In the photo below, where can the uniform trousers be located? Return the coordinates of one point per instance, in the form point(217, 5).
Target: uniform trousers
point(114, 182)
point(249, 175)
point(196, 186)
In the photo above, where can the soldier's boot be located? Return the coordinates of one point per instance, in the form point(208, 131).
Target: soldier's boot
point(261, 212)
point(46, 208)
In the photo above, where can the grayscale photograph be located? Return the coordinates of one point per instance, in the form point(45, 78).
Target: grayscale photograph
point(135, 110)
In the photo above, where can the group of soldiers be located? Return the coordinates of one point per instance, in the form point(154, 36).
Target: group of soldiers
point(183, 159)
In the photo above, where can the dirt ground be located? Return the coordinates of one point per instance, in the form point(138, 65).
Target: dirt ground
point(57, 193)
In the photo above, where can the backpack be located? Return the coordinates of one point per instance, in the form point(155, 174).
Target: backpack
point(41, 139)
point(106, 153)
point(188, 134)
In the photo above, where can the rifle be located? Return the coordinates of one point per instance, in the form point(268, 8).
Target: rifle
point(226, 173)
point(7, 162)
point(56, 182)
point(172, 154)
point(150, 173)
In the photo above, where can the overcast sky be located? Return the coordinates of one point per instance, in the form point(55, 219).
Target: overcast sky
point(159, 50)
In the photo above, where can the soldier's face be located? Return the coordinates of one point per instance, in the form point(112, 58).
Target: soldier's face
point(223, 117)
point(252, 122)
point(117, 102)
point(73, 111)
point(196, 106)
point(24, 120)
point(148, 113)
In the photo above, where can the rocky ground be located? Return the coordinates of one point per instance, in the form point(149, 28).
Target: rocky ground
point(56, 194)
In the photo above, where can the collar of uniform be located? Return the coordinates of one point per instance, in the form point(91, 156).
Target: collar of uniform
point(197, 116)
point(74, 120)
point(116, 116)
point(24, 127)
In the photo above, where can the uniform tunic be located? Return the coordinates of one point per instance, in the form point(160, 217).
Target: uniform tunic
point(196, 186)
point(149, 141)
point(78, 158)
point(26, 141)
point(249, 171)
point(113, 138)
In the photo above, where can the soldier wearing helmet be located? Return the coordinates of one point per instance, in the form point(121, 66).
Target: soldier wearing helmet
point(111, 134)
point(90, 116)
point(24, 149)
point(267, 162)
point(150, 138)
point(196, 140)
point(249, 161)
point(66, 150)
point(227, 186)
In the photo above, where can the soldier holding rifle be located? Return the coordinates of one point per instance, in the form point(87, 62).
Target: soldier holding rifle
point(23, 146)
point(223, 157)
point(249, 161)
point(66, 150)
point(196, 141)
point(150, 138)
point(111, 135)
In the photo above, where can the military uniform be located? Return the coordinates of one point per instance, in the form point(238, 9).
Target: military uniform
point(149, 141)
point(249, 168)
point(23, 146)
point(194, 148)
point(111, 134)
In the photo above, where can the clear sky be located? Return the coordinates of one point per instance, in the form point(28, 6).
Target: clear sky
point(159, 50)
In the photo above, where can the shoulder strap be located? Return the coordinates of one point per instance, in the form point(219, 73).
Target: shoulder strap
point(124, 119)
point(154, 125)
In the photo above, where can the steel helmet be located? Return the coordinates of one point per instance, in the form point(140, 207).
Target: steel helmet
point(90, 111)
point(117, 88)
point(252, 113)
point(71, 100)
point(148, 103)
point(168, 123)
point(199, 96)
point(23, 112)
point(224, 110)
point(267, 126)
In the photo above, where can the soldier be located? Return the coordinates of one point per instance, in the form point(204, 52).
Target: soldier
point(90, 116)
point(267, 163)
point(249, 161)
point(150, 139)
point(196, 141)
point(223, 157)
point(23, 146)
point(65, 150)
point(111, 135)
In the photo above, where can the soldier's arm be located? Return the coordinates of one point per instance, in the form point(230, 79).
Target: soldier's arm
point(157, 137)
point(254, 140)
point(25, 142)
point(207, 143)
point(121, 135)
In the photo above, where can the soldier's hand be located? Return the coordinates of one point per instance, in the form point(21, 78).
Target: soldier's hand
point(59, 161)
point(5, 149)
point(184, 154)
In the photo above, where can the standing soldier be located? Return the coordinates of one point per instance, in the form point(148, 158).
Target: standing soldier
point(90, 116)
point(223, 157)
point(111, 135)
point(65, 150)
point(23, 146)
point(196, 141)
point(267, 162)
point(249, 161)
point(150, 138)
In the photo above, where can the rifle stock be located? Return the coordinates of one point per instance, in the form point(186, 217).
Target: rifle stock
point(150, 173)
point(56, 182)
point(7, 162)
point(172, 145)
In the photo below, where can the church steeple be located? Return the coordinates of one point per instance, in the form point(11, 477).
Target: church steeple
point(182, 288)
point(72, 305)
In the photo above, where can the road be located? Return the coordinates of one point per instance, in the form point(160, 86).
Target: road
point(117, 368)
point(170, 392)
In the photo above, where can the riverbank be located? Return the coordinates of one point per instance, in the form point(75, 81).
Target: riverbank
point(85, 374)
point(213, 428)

- - -

• **Task instructions**: Reproduce the listing in full. Keep it exactly as written.

• **Answer for the task**:
In the photo below, where can the uniform trousers be located? Return the coordinates of one point per instance, in the form point(217, 5).
Target: uniform trousers
point(114, 182)
point(249, 175)
point(196, 186)
In the photo above, where can the soldier's boot be located? Return the coordinates of one point per instance, in the form point(208, 131).
Target: soldier's boot
point(261, 212)
point(46, 208)
In the photo above, where can the grayscale photograph be located? Return the coordinates of one point per instance, in the form point(45, 78).
Target: grayscale photograph
point(135, 110)
In the photo above, where can the group of soldiers be located? Return the coordinates of one point per instance, in the form point(154, 36).
Target: group of soldiers
point(183, 159)
In the photo above, where can the dirt ground be located? Return the coordinates of one point per instance, in the form point(138, 65).
Target: dirt ground
point(57, 193)
In the photo above, where can the backpack be located? Return the coordinates of one point per instance, in the form point(155, 174).
Target: backpack
point(41, 139)
point(106, 153)
point(188, 134)
In the photo above, where can the rifle be located? Return the coordinates of one point per instance, in the form point(268, 8).
Target: rifle
point(226, 173)
point(7, 162)
point(56, 182)
point(172, 154)
point(150, 173)
In the photo above, where can the overcast sky be located? Return the coordinates of one point per instance, in the form point(55, 219).
Target: overcast sky
point(159, 50)
In the photo above, where can the soldier's face be located? Return the coordinates of one point per instance, in the form point(112, 58).
Target: soldier's face
point(223, 117)
point(252, 122)
point(117, 102)
point(73, 111)
point(196, 106)
point(24, 120)
point(148, 113)
In the photo above, where can the rocky ground be located? Return the coordinates of one point per instance, in the form point(149, 28).
Target: rocky ground
point(56, 194)
In the photo above, where can the collar of uniform be located? Return the coordinates of one point per instance, in the form point(91, 156).
Target: collar of uniform
point(197, 116)
point(74, 120)
point(116, 116)
point(24, 127)
In the photo above, where can the uniform tunic be located? Return the coordinates of one point per instance, in the form point(160, 217).
Target: uniform tunic
point(196, 186)
point(149, 141)
point(78, 158)
point(26, 141)
point(249, 171)
point(113, 138)
In the photo above, where can the soldier wearing helmet be located? Return the coordinates of one point per instance, in the form point(121, 66).
Target: soldier wearing helmet
point(111, 134)
point(90, 116)
point(24, 149)
point(267, 162)
point(150, 138)
point(196, 140)
point(249, 161)
point(66, 150)
point(227, 186)
In the photo above, where can the soldier holding rifle be located? Return the coordinates of one point per instance, in the form point(87, 62).
Target: soldier holding rifle
point(23, 146)
point(223, 157)
point(249, 161)
point(66, 150)
point(196, 141)
point(150, 138)
point(111, 135)
In the photo above, where can the military uniform be located? Return the coordinates of one point per instance, in the form point(238, 9).
Target: military uniform
point(149, 141)
point(249, 168)
point(23, 146)
point(194, 148)
point(111, 134)
In the photo above, where can the clear sky be located? Return the coordinates of one point per instance, in the form point(28, 6).
Target: clear sky
point(159, 50)
In the photo above, where can the shoulder strap be located? Return the coordinates of one point per instance, in the form point(219, 73).
Target: shoulder strap
point(124, 119)
point(154, 125)
In the photo above, where can the steel helmet be located? Return the coordinates of one point per instance, in the form point(140, 207).
Target: steel helmet
point(90, 111)
point(117, 88)
point(252, 113)
point(71, 100)
point(148, 103)
point(168, 123)
point(199, 96)
point(23, 112)
point(224, 110)
point(267, 126)
In the photo above, where can the soldier be located? Return the coordinates of one point per instance, in the form point(204, 52).
Target: soldier
point(90, 116)
point(267, 163)
point(249, 161)
point(150, 139)
point(196, 141)
point(223, 157)
point(23, 146)
point(65, 150)
point(111, 135)
In the photo above, where can the soldier's arm be located? Return the coordinates of one point per instance, in the form point(230, 79).
Target: soldier's arm
point(157, 137)
point(254, 140)
point(25, 142)
point(207, 143)
point(121, 135)
In the photo above, where can the soldier's hand be located? Return the coordinates of one point per instance, in the form point(21, 78).
Target: soldier's hand
point(59, 161)
point(5, 149)
point(184, 154)
In the photo above, where can the standing soldier be located? Return the coordinates of one point per instance, in the form point(148, 158).
Target: standing soldier
point(90, 116)
point(223, 157)
point(111, 135)
point(65, 150)
point(23, 146)
point(196, 141)
point(267, 162)
point(249, 161)
point(150, 138)
In the photo above, where can the rifle stock be located? Return the coordinates of one point per instance, in the form point(186, 217).
Target: rifle stock
point(150, 173)
point(56, 182)
point(7, 162)
point(172, 145)
In the photo below, where can the church steeple be located? Return the coordinates of one point per instance, in the form point(11, 477).
Target: church steeple
point(182, 288)
point(72, 305)
In the photo above, where can the road be located? Return the coordinates of one point per instance, in the form point(160, 86).
Target: road
point(117, 368)
point(170, 392)
In the photo above, where can the riverbank be located? Return the coordinates of one point per instance, in the form point(75, 81).
Target: riverbank
point(85, 374)
point(213, 428)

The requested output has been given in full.